-- start of TASK INPUT --
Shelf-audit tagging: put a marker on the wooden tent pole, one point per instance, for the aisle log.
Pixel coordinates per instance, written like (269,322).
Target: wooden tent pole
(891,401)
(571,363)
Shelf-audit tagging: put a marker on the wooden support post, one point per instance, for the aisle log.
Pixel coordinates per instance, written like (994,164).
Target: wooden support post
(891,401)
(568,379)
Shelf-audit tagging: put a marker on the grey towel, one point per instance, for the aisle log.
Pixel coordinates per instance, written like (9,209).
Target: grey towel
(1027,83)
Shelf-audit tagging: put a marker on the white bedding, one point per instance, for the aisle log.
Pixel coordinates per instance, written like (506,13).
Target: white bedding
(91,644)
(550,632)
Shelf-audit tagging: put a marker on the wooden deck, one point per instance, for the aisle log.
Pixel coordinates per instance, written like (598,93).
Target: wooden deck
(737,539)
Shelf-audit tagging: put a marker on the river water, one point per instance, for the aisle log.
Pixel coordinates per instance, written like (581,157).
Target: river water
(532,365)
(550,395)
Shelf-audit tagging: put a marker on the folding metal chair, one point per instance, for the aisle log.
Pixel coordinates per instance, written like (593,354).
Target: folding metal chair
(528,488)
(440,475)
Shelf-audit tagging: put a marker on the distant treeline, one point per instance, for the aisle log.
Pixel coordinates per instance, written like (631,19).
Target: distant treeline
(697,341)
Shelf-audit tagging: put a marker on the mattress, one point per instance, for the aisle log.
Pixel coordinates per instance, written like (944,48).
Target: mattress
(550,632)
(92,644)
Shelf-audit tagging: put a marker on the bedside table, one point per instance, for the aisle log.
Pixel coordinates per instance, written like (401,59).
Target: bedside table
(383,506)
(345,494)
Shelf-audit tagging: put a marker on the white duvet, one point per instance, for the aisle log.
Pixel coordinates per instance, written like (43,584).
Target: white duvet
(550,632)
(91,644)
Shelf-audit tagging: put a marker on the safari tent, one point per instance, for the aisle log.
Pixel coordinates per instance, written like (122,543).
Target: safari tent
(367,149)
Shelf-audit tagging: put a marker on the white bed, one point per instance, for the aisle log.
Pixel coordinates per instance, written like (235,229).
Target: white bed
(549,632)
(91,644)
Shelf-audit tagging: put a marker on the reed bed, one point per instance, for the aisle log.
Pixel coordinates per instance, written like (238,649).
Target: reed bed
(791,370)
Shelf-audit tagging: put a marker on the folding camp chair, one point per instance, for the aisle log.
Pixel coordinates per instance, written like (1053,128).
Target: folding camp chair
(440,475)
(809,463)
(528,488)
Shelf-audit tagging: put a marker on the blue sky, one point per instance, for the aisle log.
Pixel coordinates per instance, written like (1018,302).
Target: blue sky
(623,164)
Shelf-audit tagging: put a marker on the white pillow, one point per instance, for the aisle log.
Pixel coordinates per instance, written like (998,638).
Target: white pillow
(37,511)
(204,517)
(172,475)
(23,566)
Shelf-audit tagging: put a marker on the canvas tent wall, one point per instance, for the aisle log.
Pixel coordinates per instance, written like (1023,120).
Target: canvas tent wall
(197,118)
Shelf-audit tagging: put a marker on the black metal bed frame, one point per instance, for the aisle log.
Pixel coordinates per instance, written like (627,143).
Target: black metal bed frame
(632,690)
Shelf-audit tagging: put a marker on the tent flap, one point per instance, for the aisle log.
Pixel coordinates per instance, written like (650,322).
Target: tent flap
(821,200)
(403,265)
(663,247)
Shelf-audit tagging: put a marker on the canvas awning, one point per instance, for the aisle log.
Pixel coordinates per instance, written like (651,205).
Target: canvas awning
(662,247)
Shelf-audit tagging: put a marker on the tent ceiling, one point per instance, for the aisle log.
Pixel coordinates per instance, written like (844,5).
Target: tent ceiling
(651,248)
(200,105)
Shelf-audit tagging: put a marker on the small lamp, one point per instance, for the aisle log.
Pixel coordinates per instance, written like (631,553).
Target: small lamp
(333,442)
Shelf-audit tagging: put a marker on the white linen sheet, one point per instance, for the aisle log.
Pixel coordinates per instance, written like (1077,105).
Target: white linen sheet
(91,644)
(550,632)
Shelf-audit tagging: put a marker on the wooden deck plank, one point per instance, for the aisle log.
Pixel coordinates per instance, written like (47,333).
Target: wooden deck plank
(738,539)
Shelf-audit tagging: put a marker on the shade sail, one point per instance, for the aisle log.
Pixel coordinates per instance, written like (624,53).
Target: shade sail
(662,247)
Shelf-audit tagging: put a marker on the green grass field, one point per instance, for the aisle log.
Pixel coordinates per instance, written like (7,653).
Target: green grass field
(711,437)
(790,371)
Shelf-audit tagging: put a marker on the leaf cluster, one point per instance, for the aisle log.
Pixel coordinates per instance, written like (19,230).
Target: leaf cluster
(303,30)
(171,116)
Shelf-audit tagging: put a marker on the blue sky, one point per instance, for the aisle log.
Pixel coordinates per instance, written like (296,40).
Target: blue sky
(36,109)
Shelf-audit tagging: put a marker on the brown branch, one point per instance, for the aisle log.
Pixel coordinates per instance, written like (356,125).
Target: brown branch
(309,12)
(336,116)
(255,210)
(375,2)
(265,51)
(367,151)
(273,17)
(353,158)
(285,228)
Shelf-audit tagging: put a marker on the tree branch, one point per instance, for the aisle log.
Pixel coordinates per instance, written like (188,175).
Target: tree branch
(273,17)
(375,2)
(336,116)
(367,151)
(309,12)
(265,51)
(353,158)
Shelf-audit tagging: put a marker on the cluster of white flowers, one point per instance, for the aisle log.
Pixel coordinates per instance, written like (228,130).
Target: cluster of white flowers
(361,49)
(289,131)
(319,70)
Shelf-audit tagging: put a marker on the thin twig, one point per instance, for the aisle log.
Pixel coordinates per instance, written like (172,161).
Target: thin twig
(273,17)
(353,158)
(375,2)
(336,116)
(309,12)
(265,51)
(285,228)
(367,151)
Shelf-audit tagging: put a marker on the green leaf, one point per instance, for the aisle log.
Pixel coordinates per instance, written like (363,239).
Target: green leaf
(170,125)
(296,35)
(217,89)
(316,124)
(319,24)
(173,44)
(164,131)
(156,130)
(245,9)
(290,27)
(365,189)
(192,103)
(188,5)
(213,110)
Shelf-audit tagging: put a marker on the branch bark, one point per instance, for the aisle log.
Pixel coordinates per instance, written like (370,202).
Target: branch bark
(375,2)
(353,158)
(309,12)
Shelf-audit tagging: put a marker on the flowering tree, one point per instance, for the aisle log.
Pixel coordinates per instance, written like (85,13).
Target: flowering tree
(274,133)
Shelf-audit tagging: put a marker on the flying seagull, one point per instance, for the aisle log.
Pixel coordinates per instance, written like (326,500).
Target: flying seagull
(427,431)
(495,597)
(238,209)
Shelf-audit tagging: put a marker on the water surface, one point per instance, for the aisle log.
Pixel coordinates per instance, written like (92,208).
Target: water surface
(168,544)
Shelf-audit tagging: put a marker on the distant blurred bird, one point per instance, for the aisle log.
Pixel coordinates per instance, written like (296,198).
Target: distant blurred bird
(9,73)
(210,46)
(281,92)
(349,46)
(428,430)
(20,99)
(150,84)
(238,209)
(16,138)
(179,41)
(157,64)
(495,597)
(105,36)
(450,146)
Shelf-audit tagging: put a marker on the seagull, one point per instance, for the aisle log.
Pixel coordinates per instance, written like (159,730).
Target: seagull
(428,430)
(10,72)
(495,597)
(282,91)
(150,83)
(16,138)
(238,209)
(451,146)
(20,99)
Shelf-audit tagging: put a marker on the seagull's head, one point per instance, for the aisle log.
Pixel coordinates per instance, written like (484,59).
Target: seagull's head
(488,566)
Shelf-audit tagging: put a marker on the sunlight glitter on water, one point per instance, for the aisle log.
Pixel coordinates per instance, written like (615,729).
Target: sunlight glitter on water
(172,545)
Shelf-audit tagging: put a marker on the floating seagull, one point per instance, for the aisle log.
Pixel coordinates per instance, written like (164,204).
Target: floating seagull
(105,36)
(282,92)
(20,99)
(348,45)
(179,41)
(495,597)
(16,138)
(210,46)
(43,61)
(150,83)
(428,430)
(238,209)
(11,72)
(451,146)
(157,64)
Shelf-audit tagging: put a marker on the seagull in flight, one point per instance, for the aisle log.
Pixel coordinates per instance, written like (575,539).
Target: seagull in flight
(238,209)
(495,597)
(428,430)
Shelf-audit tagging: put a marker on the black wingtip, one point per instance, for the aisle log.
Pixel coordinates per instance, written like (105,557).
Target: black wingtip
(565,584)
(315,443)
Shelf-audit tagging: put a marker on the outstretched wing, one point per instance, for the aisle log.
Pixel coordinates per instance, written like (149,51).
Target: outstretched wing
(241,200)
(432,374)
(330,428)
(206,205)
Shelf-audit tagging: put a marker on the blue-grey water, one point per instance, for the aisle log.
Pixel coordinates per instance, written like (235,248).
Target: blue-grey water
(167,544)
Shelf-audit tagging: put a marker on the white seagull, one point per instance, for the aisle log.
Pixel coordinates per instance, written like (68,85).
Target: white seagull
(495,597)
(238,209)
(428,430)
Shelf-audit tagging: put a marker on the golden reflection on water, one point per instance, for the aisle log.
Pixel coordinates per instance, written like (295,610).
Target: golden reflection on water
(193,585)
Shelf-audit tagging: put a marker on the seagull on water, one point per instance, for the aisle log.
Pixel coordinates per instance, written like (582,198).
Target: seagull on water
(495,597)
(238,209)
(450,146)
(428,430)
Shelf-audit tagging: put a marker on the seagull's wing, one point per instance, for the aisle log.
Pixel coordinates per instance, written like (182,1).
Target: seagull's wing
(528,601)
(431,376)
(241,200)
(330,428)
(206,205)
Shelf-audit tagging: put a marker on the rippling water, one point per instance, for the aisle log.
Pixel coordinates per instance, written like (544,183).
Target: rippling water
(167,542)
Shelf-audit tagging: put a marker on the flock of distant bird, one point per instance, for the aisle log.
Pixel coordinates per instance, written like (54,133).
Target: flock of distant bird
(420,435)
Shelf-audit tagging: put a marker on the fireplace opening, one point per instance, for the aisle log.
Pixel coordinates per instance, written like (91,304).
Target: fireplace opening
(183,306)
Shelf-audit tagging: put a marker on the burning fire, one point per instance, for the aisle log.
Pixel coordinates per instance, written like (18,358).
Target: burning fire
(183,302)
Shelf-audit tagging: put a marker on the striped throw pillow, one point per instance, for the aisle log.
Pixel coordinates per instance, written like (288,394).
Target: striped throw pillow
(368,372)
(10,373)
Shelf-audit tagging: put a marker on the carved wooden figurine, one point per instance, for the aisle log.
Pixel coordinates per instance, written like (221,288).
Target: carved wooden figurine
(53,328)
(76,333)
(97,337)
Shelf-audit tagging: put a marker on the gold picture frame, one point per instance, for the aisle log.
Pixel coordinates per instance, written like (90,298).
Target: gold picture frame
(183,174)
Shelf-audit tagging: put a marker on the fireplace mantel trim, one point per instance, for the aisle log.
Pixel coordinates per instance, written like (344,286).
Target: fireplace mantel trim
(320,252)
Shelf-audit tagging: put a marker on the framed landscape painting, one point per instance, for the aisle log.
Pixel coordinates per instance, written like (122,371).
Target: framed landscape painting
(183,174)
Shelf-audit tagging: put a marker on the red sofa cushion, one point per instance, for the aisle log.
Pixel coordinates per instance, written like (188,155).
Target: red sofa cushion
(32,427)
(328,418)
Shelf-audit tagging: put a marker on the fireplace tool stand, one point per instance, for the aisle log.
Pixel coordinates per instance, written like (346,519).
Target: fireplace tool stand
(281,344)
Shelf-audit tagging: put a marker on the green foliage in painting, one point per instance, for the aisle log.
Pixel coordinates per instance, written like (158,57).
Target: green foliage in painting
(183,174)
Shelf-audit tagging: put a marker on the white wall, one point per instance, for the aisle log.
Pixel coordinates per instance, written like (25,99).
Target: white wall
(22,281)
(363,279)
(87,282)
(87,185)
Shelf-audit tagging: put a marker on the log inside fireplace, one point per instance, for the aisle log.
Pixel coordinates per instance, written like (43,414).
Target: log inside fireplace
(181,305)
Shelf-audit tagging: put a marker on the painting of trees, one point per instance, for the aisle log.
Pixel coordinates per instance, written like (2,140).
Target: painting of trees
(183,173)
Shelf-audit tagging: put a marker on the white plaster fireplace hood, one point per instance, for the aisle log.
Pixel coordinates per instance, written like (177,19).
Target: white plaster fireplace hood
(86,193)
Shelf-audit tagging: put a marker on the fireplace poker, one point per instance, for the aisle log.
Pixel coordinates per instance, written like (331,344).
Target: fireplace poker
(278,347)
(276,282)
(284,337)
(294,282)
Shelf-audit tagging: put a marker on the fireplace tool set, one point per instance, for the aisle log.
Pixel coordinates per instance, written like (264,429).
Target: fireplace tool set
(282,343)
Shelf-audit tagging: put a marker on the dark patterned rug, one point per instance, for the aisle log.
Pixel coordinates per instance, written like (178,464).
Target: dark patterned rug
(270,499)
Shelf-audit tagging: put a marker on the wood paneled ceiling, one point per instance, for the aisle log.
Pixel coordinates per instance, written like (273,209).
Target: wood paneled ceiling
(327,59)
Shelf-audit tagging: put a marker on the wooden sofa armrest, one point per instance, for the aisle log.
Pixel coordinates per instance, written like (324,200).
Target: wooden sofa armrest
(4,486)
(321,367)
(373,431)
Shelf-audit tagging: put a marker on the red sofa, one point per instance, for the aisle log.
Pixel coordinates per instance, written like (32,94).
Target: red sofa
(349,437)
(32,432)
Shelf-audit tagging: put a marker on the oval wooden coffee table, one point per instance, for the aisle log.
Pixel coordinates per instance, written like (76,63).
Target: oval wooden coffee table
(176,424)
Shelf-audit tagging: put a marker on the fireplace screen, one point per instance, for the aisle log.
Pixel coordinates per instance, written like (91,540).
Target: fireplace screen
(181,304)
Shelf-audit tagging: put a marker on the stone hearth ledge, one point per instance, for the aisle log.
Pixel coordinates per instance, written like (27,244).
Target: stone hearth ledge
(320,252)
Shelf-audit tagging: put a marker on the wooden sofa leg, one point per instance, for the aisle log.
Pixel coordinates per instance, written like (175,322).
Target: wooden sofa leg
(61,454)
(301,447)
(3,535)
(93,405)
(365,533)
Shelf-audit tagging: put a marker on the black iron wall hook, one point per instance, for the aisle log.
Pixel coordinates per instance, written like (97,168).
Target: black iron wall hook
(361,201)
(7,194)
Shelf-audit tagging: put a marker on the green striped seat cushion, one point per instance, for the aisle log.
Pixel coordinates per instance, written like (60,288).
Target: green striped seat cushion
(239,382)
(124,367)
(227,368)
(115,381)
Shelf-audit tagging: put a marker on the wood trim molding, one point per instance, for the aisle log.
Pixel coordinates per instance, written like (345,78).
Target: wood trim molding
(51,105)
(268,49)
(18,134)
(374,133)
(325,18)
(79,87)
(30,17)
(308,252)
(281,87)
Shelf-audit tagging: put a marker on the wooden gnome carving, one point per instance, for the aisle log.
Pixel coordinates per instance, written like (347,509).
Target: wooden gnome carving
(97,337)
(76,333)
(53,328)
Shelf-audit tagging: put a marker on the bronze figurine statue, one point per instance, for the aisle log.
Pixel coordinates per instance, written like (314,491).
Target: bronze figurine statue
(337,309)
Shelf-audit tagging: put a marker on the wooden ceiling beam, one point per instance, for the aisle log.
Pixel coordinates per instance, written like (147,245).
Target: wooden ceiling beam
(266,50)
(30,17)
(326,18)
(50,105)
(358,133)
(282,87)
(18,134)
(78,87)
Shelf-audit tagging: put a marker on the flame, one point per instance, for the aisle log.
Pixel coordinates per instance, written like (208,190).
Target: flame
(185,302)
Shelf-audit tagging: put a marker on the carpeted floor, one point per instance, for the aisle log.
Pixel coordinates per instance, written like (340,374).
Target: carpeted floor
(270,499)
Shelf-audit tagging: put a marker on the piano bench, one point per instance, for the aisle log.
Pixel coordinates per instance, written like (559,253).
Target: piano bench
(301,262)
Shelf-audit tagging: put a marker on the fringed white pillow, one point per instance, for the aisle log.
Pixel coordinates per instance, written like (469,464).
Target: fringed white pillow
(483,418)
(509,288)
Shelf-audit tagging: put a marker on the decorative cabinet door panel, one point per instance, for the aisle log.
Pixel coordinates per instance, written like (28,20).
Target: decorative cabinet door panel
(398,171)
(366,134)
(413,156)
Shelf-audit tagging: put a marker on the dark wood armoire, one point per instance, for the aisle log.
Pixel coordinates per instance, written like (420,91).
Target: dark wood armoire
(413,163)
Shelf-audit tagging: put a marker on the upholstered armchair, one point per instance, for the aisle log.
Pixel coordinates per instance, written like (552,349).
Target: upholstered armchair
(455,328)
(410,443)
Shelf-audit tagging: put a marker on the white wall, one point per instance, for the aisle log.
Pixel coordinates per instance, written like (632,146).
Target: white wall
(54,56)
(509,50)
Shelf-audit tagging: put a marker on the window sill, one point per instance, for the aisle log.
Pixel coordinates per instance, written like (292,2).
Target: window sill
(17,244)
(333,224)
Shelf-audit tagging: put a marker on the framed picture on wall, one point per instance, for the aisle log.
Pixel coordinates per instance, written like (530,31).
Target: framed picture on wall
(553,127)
-- end of TASK INPUT --
DESCRIPTION OF THE TASK: Every line from the one containing "Shelf-audit tagging: put a marker on the decorative" through the last line must be copied exactly; leave out the rest.

SOLUTION TO THE EXERCISE:
Shelf-audit tagging: put a marker on the decorative cabinet door panel, one point per instance, for the aisle log.
Pixel coordinates per instance, written like (28,20).
Target: decorative cabinet door panel
(398,171)
(366,134)
(413,156)
Shelf-audit tagging: put a marker on the dark wood armoire, one point per instance, for the aisle log.
Pixel coordinates per instance, written like (420,91).
Target: dark wood armoire
(413,163)
Shelf-audit tagging: put a marker on the upholstered armchair, one point per instance, for the aisle log.
Pixel coordinates per instance, written like (552,349).
Target: upholstered armchair
(455,328)
(410,443)
Shelf-audit tagging: put a marker on the white wall, one point per instance, for the aisle log.
Pixel coordinates per instance, written like (632,146).
Target: white wall
(54,56)
(509,50)
Shelf-audit tagging: put a marker on the window sill, one point per instance, for the aisle log.
Pixel coordinates per instance, written like (292,2).
Target: window sill
(17,244)
(333,224)
Shelf-audit tagging: put a marker on the framed picture on wall, one point per instance, for the aisle log.
Pixel coordinates per instance, written like (530,31).
Target: framed picture on wall
(553,127)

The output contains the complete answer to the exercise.